§ **WORK REQUEST**
The records that follow are to be repeated exactly, in full.

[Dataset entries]
..........
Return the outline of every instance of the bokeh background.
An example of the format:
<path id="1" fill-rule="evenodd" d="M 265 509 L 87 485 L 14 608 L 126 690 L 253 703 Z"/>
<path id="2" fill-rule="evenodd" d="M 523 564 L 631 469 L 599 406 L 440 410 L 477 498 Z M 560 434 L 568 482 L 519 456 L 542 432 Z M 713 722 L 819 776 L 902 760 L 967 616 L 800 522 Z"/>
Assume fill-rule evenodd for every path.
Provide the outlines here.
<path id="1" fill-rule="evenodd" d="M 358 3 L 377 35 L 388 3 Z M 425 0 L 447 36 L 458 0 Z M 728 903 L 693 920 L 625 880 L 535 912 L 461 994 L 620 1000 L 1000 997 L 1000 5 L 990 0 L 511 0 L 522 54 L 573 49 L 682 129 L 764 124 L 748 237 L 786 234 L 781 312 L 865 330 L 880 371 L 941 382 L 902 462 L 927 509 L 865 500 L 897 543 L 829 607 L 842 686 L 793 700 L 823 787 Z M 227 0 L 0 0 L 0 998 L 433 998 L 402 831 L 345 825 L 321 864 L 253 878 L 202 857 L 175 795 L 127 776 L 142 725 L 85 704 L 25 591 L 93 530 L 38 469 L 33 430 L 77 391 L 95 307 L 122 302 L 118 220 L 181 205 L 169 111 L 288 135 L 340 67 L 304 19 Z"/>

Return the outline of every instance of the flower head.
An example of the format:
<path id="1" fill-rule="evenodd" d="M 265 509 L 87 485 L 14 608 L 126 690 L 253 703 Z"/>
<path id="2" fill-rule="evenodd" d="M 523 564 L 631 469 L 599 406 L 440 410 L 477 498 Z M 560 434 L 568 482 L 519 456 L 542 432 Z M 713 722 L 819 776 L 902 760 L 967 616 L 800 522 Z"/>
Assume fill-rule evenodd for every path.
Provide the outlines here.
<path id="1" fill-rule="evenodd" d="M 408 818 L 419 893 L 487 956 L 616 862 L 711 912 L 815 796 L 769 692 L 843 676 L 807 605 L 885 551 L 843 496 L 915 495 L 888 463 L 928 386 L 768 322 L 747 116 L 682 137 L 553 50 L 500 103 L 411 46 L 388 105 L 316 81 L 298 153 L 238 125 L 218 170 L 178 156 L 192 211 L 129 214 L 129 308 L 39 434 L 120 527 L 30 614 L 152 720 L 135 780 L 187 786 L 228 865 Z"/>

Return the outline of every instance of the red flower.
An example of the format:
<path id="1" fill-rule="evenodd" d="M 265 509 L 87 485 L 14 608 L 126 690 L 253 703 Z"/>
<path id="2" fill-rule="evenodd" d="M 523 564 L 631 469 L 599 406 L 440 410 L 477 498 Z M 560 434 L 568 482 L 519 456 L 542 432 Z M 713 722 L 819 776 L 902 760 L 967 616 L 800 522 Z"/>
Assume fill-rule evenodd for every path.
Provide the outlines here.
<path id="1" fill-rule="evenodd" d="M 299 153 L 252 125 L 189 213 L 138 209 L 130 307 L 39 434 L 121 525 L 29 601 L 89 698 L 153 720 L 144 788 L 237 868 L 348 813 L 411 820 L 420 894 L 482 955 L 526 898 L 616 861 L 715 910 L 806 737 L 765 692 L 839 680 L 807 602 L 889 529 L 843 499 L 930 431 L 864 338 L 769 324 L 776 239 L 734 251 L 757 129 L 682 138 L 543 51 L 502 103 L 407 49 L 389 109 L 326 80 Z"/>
..........
§ **RESPONSE FOR THIS EXERCISE**
Return the outline of every instance of the bokeh background.
An example of the format:
<path id="1" fill-rule="evenodd" d="M 265 509 L 87 485 L 14 608 L 126 690 L 253 703 Z"/>
<path id="2" fill-rule="evenodd" d="M 523 564 L 631 469 L 599 406 L 440 410 L 477 498 Z M 560 434 L 568 482 L 519 456 L 542 432 Z M 713 722 L 819 776 L 902 760 L 967 616 L 800 522 Z"/>
Assume fill-rule evenodd for every path.
Provide the outlines here.
<path id="1" fill-rule="evenodd" d="M 358 3 L 377 35 L 388 3 Z M 425 0 L 447 36 L 458 0 Z M 728 903 L 693 920 L 625 880 L 535 912 L 461 994 L 620 1000 L 1000 997 L 1000 5 L 990 0 L 511 0 L 522 54 L 573 49 L 682 129 L 764 124 L 748 237 L 786 234 L 781 312 L 865 330 L 880 371 L 941 382 L 902 462 L 927 509 L 865 500 L 897 543 L 829 607 L 842 686 L 793 700 L 823 787 Z M 227 0 L 0 0 L 0 998 L 433 998 L 402 831 L 345 825 L 321 864 L 253 878 L 202 857 L 175 795 L 127 776 L 142 725 L 85 704 L 25 591 L 93 530 L 38 469 L 33 430 L 77 391 L 95 307 L 122 302 L 118 220 L 181 205 L 169 111 L 288 135 L 340 67 L 304 19 Z"/>

Return the outline of every instance of the flower head.
An example of the format:
<path id="1" fill-rule="evenodd" d="M 265 509 L 87 485 L 14 608 L 126 690 L 253 703 Z"/>
<path id="2" fill-rule="evenodd" d="M 523 564 L 631 469 L 599 406 L 440 410 L 477 498 Z M 560 434 L 568 482 L 519 456 L 542 432 Z M 713 722 L 819 776 L 902 760 L 967 616 L 800 522 Z"/>
Assume fill-rule evenodd for every path.
Provide the outlines here.
<path id="1" fill-rule="evenodd" d="M 408 818 L 419 893 L 487 956 L 616 862 L 711 912 L 815 796 L 769 692 L 843 676 L 807 605 L 885 551 L 843 496 L 915 495 L 888 463 L 928 386 L 768 322 L 747 116 L 682 137 L 553 50 L 500 103 L 411 46 L 388 105 L 316 81 L 298 153 L 238 125 L 218 170 L 178 156 L 192 211 L 129 214 L 129 308 L 39 434 L 120 527 L 30 614 L 152 720 L 135 780 L 187 786 L 228 865 Z"/>

Return the outline of every instance of the red flower.
An example of the format:
<path id="1" fill-rule="evenodd" d="M 265 509 L 87 485 L 14 608 L 126 690 L 253 703 Z"/>
<path id="2" fill-rule="evenodd" d="M 523 564 L 631 469 L 599 406 L 440 410 L 477 498 Z M 560 434 L 568 482 L 519 456 L 542 432 Z M 713 722 L 819 776 L 902 760 L 967 616 L 800 522 Z"/>
Assume fill-rule evenodd for every path.
Provide the outlines here.
<path id="1" fill-rule="evenodd" d="M 299 153 L 252 125 L 189 213 L 138 209 L 130 307 L 39 434 L 121 525 L 29 601 L 89 698 L 153 720 L 144 788 L 237 868 L 348 813 L 411 820 L 420 894 L 482 955 L 526 898 L 616 861 L 715 910 L 806 737 L 765 692 L 839 680 L 807 602 L 889 529 L 843 499 L 930 431 L 864 338 L 769 324 L 776 239 L 734 251 L 757 129 L 682 138 L 543 51 L 502 103 L 407 49 L 389 109 L 326 80 Z"/>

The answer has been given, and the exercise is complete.